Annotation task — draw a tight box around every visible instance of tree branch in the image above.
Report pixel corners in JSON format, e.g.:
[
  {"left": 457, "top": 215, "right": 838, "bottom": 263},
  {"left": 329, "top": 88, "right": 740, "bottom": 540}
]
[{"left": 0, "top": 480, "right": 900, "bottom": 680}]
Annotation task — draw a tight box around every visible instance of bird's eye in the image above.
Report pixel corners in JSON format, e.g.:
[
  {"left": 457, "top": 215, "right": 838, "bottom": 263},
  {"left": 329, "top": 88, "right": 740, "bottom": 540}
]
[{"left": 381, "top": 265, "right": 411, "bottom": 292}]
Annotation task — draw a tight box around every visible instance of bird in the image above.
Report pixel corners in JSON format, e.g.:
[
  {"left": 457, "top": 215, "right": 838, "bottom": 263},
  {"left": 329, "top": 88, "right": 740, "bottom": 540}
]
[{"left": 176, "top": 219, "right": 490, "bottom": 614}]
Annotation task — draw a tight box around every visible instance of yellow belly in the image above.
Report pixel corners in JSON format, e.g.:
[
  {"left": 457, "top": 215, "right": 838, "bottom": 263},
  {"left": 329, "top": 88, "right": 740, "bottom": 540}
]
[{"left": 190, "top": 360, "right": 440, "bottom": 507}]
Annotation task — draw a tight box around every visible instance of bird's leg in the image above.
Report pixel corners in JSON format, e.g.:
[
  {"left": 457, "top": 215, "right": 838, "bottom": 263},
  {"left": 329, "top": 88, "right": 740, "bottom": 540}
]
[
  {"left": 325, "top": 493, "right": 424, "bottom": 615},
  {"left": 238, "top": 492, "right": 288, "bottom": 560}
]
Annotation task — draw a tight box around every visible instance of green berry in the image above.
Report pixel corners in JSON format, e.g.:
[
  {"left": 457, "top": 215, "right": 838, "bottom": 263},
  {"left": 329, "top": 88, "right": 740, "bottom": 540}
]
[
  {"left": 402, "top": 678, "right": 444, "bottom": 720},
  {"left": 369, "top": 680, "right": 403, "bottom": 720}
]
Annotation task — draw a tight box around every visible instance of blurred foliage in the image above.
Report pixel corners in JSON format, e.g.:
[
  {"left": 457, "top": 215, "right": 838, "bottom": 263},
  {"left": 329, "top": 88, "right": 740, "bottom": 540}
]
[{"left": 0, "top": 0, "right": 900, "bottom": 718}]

### [GOAL OF THE EXERCISE]
Please copy out, character for character, every line from the one containing "foliage in the image above." through the last line of the rows above, with both of those end lines included.

### [COMPLETED EXERCISE]
Annotation task — draw a tight box around every visible instance of blurred foliage in the image above.
Report pixel corners in JSON format, e.g.:
[
  {"left": 457, "top": 215, "right": 838, "bottom": 263},
  {"left": 329, "top": 88, "right": 740, "bottom": 540}
]
[{"left": 0, "top": 0, "right": 900, "bottom": 718}]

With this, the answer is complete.